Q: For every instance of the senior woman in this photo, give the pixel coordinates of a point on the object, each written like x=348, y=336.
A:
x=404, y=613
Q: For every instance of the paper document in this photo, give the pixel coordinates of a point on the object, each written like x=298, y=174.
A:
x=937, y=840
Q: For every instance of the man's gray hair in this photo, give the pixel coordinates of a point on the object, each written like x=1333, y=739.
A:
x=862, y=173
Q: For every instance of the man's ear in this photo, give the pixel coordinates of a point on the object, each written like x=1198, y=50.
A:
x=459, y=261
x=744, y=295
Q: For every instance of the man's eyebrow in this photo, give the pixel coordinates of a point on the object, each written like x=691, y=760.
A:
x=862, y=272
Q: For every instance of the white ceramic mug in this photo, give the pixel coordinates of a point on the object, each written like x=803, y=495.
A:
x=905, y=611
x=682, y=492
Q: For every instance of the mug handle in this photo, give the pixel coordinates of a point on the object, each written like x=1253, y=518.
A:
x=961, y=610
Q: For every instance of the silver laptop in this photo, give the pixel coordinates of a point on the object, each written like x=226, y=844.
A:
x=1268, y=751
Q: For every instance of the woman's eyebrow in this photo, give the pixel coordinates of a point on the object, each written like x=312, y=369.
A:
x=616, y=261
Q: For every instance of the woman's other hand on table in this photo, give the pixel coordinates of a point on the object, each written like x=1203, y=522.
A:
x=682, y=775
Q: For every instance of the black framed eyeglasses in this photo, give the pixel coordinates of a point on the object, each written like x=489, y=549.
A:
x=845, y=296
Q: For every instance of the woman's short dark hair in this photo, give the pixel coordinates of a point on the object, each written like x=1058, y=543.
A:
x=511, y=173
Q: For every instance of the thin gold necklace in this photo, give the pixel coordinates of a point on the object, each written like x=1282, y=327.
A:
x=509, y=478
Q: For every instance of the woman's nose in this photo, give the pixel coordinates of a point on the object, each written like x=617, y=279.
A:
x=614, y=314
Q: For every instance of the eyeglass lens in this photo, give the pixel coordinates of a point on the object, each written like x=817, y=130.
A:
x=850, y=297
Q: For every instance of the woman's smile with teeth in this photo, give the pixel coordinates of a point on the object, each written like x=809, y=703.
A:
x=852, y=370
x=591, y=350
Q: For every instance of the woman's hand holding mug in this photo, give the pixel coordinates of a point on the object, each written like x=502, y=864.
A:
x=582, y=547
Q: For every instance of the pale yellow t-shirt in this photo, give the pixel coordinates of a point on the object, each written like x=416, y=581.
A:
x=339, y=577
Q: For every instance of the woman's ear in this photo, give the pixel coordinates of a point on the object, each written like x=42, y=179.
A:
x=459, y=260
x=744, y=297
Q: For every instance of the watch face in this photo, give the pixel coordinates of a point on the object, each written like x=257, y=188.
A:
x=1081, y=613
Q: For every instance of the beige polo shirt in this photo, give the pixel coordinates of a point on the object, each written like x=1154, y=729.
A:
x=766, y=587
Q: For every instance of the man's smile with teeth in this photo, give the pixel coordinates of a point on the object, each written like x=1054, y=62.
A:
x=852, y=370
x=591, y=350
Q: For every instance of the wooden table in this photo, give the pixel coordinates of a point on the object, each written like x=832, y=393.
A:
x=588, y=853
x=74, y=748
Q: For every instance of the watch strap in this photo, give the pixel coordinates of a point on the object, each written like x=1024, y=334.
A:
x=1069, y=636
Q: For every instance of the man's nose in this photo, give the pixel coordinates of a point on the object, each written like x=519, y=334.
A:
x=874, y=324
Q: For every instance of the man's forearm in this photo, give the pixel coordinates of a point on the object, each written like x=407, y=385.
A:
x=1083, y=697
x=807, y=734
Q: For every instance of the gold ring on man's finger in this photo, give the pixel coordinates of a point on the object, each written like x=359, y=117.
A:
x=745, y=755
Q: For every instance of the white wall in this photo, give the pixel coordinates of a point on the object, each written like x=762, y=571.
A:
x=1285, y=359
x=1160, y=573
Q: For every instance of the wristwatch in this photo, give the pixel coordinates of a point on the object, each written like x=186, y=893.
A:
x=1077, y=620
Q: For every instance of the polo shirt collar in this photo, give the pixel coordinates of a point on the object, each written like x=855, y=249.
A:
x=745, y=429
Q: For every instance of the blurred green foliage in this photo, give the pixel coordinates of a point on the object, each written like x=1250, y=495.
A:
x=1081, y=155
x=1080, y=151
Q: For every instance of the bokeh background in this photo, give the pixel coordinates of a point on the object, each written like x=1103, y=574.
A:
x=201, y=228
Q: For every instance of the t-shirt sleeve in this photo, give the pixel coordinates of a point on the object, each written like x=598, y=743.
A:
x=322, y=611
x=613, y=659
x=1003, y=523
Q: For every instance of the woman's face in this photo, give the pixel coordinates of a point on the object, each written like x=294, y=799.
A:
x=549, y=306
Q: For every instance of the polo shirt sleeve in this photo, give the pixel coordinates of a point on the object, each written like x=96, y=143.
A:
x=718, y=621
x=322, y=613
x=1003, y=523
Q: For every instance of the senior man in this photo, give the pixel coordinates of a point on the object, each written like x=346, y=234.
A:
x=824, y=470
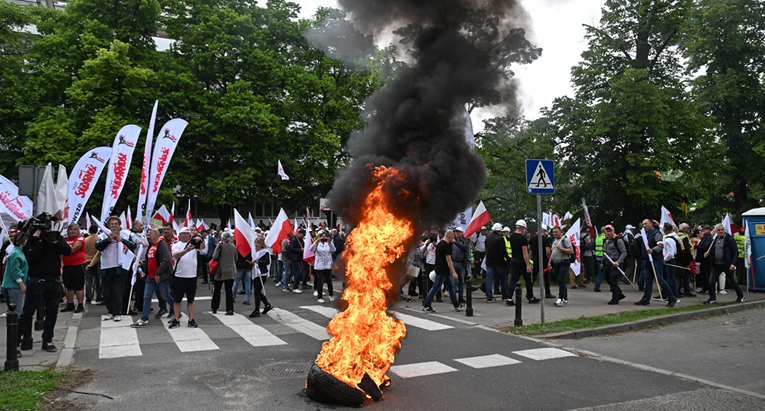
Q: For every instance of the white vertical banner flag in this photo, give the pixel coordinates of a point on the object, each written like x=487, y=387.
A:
x=167, y=141
x=119, y=165
x=143, y=190
x=280, y=170
x=83, y=180
x=17, y=207
x=573, y=234
x=666, y=217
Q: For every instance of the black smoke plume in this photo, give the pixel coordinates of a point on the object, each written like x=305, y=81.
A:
x=458, y=54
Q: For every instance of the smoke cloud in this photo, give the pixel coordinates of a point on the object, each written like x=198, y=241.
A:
x=458, y=54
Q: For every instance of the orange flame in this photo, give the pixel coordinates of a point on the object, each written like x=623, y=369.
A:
x=364, y=337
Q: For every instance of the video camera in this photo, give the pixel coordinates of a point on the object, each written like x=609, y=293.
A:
x=43, y=222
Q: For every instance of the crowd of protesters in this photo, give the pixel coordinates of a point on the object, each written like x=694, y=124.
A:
x=89, y=267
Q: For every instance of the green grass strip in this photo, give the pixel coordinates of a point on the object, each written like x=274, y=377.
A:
x=24, y=390
x=601, y=320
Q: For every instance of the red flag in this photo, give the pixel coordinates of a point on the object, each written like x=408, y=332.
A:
x=279, y=231
x=243, y=235
x=480, y=218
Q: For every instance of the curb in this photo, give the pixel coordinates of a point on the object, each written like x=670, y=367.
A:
x=655, y=321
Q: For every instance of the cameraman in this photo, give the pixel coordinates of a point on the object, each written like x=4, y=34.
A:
x=43, y=252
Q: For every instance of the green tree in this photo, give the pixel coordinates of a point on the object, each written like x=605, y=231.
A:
x=725, y=45
x=632, y=117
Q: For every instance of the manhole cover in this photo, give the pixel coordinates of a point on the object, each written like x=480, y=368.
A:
x=286, y=370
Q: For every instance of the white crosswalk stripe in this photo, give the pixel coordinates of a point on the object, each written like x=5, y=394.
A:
x=486, y=361
x=409, y=320
x=255, y=335
x=297, y=323
x=189, y=339
x=421, y=369
x=118, y=339
x=544, y=353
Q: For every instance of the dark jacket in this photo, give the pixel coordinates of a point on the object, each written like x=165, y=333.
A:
x=296, y=249
x=730, y=252
x=44, y=258
x=496, y=252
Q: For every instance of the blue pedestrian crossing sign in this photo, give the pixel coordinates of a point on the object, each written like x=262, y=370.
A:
x=540, y=177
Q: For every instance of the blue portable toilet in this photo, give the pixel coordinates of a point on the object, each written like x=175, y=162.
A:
x=754, y=220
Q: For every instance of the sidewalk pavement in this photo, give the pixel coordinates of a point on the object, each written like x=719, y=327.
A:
x=583, y=302
x=64, y=338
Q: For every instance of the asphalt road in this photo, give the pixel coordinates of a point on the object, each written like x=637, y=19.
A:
x=261, y=363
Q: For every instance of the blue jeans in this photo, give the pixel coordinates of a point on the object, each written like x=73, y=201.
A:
x=499, y=271
x=459, y=283
x=14, y=296
x=670, y=274
x=647, y=277
x=243, y=274
x=163, y=291
x=441, y=280
x=601, y=272
x=560, y=271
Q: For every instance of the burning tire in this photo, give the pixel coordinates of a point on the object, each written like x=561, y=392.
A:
x=325, y=388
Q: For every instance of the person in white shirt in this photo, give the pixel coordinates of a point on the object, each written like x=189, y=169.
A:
x=185, y=253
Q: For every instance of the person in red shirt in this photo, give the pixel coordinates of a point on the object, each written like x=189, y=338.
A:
x=74, y=269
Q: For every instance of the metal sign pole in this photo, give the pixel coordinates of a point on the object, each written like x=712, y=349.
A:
x=540, y=258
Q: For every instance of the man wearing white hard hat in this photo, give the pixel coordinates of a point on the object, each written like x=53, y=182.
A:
x=520, y=264
x=496, y=261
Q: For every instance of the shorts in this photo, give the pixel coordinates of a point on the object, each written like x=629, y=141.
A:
x=74, y=277
x=184, y=286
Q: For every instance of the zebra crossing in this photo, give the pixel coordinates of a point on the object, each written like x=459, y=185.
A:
x=119, y=339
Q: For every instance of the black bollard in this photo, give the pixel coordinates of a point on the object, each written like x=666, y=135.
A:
x=12, y=322
x=469, y=289
x=518, y=303
x=40, y=317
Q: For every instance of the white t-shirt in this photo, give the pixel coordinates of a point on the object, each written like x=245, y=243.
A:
x=187, y=264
•••
** Challenge **
Give again only the lines starting at the one that contains "Q: For every instance of the man wearing" and running to the end of the data.

** Result of the exercise **
Q: For every instance of the man wearing white hard hat in this photo, give the pixel coordinates of a point on the object, each written like x=53, y=182.
A:
x=520, y=264
x=496, y=261
Q: For every instance of the shorts in this photo, give the pixel coordinates of a point on the object, each written like x=629, y=141.
A:
x=74, y=277
x=184, y=286
Q: For every instance of the zebra crossing in this photo, give the pixel coordinates of a point on the object, each written like x=459, y=185.
A:
x=119, y=339
Q: For every instance of the black bollard in this photo, give the pixel coordinates of a point on the object, each written like x=666, y=135.
A:
x=12, y=322
x=469, y=289
x=518, y=303
x=40, y=317
Q: For every instance of the white t-shirt in this photo, give the pixel coordinates of a point on the object, each written like x=245, y=243.
A:
x=187, y=264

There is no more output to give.